The tax treatment of a distressed debt transaction at the Holder level is often uncertain or counterintuitive.
United States Tax

This client advisory addresses selected federal tax issues arising in connection with distressed debt transactions. Part I of the client advisory addresses tax issues arising at the debt holder ("Holder") level and Part II, which focuses upon distressed debt issued by entities classified as a partnership for federal tax purposes, addresses tax issues arising at the debtor level.

Part 1: Holder Tax Issues

The tax treatment of a distressed debt transaction at the Holder level is often uncertain or counterintuitive
  • Although the tax law distinguishes between debt and equity, distressed debt often constitutes a form of "quasi-equity," incorporating features of both debt and equity investments.
  • The determination of whether an instrument constitutes debt or equity for federal tax purposes is generally made as of the date of issuance, and an instrument will not cease to be treated as debt solely as a result of a deterioration in the creditworthiness of the issuer.
  • When applied to distressed debt, the "market discount" rules, discussed below, produce incongruous results because these rules assume that the debt will be repaid in accordance with its terms, and this assumption is often inappropriate, particularly in the case of highly-distressed debt.

A. Market Discount

1. Basic Market Discount Rules

  • Gain realized in connection with the disposition of a "market discount bond" is generally treated as ordinary income to the extent that it does not exceed the "accrued market discount" on the bond at the time of disposition. Section 1276(a)(1).
  • Any partial principal payment on a market discount bond is included in gross income as ordinary income to the extent such payment does not exceed the accrued market discount on such bond. Section 1276(a)(3)(A).
  • A market discount bond is defined as a bond having market discount. Section 1278(a)(1)(A). Market discount is generally defined as the excess (if any) of (i) the stated redemption price of the bond at maturity over (ii) the basis of such bond immediately after its acquisition by the taxpayer.
  • Market discount generally accrues ratably, beginning the day after the taxpayer acquired the bond and ending on the maturity date of the bond. Section 1276(b)(1).

WORK TO COMPLETE:
• A. Write out the passage of the advisory on distressed debt that starts at "1. Basic Market" and ends at "disposition. Section 1276(a)(1).".
• B. According to the advisory on distressed debt, as of what date is it generally determined whether an instrument is debt or equity for federal tax purposes?
• C. List every Code section citation that appears in the advisory on distressed debt.
Use only the advisory on distressed debt, with no outside sources.

DATA LINES:
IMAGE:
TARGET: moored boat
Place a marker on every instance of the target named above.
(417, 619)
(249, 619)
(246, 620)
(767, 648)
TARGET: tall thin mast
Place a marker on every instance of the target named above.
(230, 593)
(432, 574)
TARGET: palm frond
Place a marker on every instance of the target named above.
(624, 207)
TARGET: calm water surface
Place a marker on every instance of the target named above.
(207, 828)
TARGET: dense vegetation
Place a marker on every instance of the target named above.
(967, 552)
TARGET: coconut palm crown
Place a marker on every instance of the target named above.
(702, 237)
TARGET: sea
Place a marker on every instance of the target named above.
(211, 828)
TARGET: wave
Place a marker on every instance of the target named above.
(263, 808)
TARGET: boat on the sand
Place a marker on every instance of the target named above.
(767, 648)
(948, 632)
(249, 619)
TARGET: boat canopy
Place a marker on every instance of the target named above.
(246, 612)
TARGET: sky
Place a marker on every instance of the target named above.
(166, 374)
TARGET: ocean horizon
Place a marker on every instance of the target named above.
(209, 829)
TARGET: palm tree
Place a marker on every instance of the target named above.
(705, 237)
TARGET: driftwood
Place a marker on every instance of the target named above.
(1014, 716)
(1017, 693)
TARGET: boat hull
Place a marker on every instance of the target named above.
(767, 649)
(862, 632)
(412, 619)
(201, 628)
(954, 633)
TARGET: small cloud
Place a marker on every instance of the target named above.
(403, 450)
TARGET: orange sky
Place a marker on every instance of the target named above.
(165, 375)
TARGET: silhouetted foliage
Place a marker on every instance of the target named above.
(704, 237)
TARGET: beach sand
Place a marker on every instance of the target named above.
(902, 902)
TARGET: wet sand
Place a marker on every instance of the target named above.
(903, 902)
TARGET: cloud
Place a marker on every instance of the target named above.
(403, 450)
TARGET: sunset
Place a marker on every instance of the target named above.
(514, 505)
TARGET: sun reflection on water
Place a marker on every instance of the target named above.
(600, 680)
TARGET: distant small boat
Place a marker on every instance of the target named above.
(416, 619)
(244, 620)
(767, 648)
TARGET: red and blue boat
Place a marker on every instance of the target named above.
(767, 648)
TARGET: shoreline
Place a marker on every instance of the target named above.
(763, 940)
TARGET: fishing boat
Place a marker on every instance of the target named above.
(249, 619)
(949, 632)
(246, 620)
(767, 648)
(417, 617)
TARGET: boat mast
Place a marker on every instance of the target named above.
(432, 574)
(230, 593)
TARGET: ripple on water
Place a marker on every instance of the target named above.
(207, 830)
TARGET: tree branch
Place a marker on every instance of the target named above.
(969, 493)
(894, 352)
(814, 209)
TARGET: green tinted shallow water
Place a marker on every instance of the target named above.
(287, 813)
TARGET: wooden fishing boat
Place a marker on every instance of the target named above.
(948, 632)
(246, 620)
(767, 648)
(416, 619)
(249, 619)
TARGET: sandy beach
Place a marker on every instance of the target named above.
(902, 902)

SOLUTIONS:
• A.
1. Basic Market Discount Rules

  • Gain realized in connection with the disposition of a "market discount bond" is generally treated as ordinary income to the extent that it does not exceed the "accrued market discount" on the bond at the time of disposition. Section 1276(a)(1).

• B. As of the date of issuance.

• C.
Section 1276(a)(1)
Section 1276(a)(3)(A)
Section 1278(a)(1)(A)
Section 1276(b)(1)